Reproduce verbatim the lines of the data below, from the line containing "Task: pin the obelisk with" through the line containing "point(852, 936)", inclusive.

## start Record excerpts

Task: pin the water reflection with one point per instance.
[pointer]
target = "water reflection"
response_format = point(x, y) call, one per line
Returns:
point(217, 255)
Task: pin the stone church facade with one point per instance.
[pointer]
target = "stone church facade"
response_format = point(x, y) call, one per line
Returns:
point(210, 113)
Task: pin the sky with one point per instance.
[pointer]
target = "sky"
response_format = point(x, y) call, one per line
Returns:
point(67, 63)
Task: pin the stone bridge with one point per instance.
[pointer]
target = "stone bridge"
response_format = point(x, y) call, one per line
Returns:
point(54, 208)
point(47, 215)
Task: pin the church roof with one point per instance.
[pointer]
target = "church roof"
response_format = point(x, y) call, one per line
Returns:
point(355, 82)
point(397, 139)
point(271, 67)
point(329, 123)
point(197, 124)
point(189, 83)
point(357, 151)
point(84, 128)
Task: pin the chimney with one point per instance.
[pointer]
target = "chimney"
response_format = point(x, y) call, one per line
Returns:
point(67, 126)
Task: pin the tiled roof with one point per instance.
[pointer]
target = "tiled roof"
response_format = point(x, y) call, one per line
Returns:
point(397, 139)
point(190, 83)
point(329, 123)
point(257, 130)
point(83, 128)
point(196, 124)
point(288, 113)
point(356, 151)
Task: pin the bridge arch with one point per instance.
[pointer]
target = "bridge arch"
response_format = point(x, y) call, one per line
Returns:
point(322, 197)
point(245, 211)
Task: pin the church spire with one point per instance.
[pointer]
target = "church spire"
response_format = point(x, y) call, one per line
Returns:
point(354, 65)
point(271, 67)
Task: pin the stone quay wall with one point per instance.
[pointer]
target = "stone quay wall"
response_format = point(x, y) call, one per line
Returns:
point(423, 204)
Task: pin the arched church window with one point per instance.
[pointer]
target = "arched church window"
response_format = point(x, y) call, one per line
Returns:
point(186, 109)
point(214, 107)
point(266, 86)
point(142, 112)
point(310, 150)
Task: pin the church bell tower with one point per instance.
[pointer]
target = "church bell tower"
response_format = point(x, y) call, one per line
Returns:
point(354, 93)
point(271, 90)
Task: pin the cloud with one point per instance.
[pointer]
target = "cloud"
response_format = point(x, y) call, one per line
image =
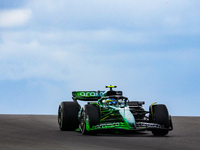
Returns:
point(14, 17)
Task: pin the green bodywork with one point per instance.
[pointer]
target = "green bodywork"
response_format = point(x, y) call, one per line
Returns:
point(111, 116)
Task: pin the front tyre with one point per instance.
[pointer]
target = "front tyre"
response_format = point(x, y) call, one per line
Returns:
point(161, 116)
point(91, 112)
point(68, 116)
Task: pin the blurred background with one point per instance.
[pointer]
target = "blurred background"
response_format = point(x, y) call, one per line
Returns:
point(149, 49)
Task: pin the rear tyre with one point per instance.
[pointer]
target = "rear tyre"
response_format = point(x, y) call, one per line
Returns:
point(160, 116)
point(93, 114)
point(68, 116)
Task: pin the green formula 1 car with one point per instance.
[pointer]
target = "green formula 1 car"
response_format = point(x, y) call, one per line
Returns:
point(111, 111)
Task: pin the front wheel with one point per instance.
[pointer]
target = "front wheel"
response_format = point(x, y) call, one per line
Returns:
point(92, 113)
point(68, 116)
point(161, 116)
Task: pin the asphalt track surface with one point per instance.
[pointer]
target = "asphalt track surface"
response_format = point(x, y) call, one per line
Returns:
point(40, 132)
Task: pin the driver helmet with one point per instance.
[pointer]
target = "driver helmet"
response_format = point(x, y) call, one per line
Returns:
point(111, 101)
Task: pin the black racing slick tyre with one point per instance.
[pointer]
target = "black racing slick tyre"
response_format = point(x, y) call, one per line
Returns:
point(93, 114)
point(68, 116)
point(160, 116)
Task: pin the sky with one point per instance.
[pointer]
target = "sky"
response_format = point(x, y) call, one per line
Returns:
point(149, 49)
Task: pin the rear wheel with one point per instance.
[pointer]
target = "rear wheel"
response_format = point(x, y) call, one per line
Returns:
point(68, 116)
point(160, 116)
point(93, 114)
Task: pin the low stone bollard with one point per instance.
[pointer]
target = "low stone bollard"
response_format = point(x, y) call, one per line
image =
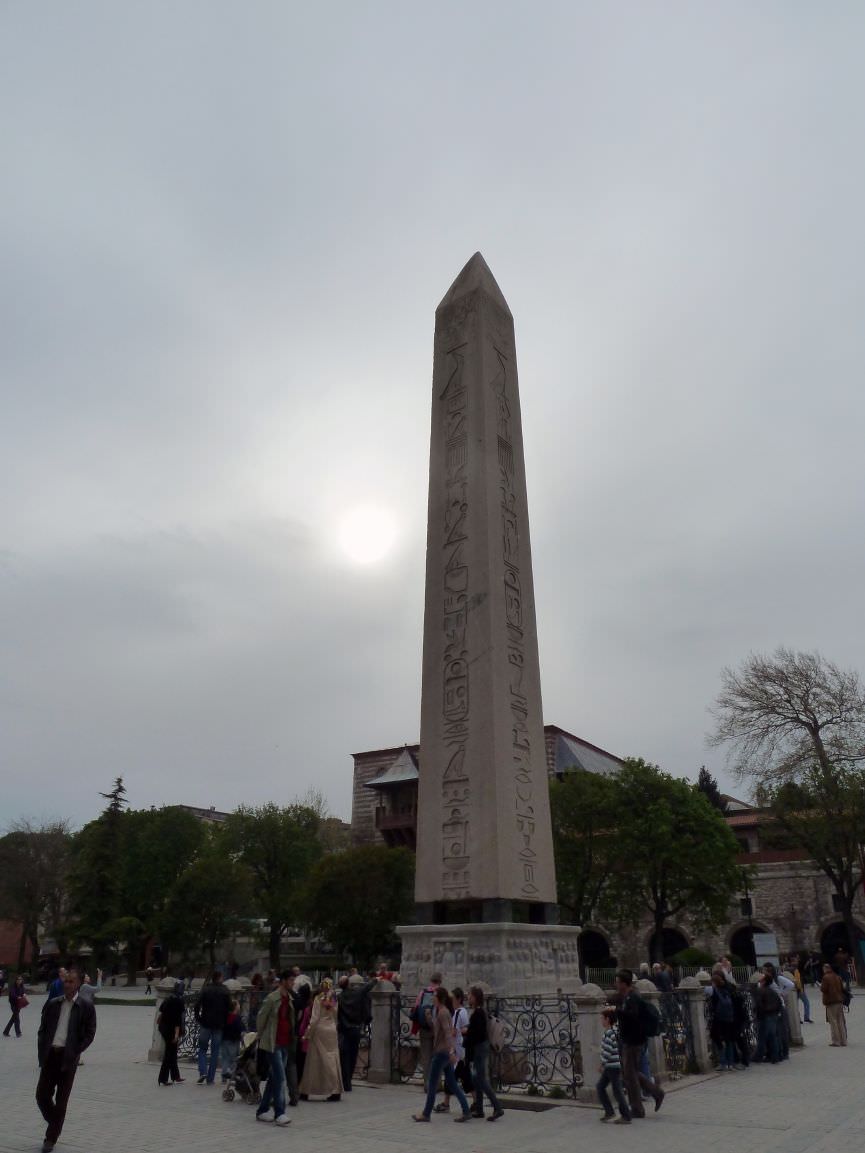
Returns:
point(699, 1029)
point(589, 1000)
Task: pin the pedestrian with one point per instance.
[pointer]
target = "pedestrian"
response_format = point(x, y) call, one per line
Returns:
point(67, 1027)
point(632, 1019)
point(277, 1032)
point(256, 995)
point(322, 1074)
point(661, 979)
point(17, 1001)
point(421, 1016)
point(211, 1012)
point(171, 1023)
point(232, 1033)
point(353, 1012)
point(768, 1008)
point(302, 996)
point(834, 996)
point(782, 985)
point(478, 1049)
point(443, 1060)
point(55, 989)
point(723, 1020)
point(611, 1071)
point(460, 1070)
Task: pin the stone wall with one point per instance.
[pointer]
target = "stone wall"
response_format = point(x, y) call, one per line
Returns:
point(791, 899)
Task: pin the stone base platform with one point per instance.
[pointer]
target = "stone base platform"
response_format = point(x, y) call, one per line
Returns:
point(505, 958)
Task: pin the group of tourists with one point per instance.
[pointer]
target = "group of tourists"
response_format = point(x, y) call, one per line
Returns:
point(306, 1042)
point(453, 1033)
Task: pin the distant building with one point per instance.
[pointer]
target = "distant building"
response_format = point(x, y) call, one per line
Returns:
point(384, 800)
point(789, 896)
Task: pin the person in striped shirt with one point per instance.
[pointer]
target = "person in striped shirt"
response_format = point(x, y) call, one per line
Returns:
point(611, 1071)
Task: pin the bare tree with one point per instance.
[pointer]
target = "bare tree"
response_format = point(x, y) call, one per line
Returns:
point(782, 713)
point(795, 725)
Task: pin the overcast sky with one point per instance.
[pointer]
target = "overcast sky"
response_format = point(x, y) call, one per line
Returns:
point(225, 228)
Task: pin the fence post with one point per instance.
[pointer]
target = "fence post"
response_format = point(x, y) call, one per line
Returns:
point(381, 1039)
point(699, 1030)
point(657, 1061)
point(588, 1002)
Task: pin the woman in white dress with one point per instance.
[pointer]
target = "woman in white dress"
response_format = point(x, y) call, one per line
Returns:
point(322, 1075)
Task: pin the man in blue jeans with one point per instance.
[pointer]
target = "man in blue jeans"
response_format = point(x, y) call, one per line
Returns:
point(211, 1012)
point(277, 1041)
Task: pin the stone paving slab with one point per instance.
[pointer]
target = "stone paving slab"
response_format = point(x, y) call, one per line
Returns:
point(812, 1103)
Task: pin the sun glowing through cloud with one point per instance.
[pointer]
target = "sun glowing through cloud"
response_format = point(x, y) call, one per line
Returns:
point(367, 534)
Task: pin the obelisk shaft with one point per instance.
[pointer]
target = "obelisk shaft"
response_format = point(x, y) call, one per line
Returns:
point(483, 823)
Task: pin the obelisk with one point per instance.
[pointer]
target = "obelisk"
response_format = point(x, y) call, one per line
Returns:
point(486, 886)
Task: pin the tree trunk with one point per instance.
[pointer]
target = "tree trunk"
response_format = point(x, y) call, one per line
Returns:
point(657, 937)
point(22, 949)
point(275, 939)
point(852, 936)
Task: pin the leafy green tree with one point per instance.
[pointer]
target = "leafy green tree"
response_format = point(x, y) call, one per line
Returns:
point(709, 788)
point(584, 808)
point(126, 864)
point(95, 880)
point(34, 865)
point(355, 898)
point(795, 726)
point(279, 846)
point(209, 902)
point(675, 853)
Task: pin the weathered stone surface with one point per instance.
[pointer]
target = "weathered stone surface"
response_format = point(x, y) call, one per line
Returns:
point(509, 959)
point(483, 824)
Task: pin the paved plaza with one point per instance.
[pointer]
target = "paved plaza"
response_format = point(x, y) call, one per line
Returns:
point(812, 1103)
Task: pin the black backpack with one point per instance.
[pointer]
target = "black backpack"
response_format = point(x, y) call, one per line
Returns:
point(649, 1019)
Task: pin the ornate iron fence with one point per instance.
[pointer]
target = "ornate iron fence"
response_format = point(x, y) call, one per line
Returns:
point(541, 1054)
point(677, 1034)
point(405, 1047)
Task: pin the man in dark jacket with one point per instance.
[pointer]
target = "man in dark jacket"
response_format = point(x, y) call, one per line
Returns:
point(353, 1012)
point(632, 1037)
point(211, 1012)
point(67, 1027)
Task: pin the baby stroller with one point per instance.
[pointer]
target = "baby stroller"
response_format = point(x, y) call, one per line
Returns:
point(246, 1080)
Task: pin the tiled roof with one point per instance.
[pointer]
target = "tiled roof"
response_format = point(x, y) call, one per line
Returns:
point(404, 768)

## end Record excerpts

- Complete response -
Task: pin the obelisk with one point per instance.
[pointer]
target = "obelisk"
response_format = point(x, y) call, one per line
Returns:
point(486, 886)
Task: pin the tree trunk with one point per instance.
[pointer]
target = "tree trunk"
response_format = point(x, y) call, one per line
Returns:
point(657, 937)
point(22, 949)
point(275, 939)
point(852, 936)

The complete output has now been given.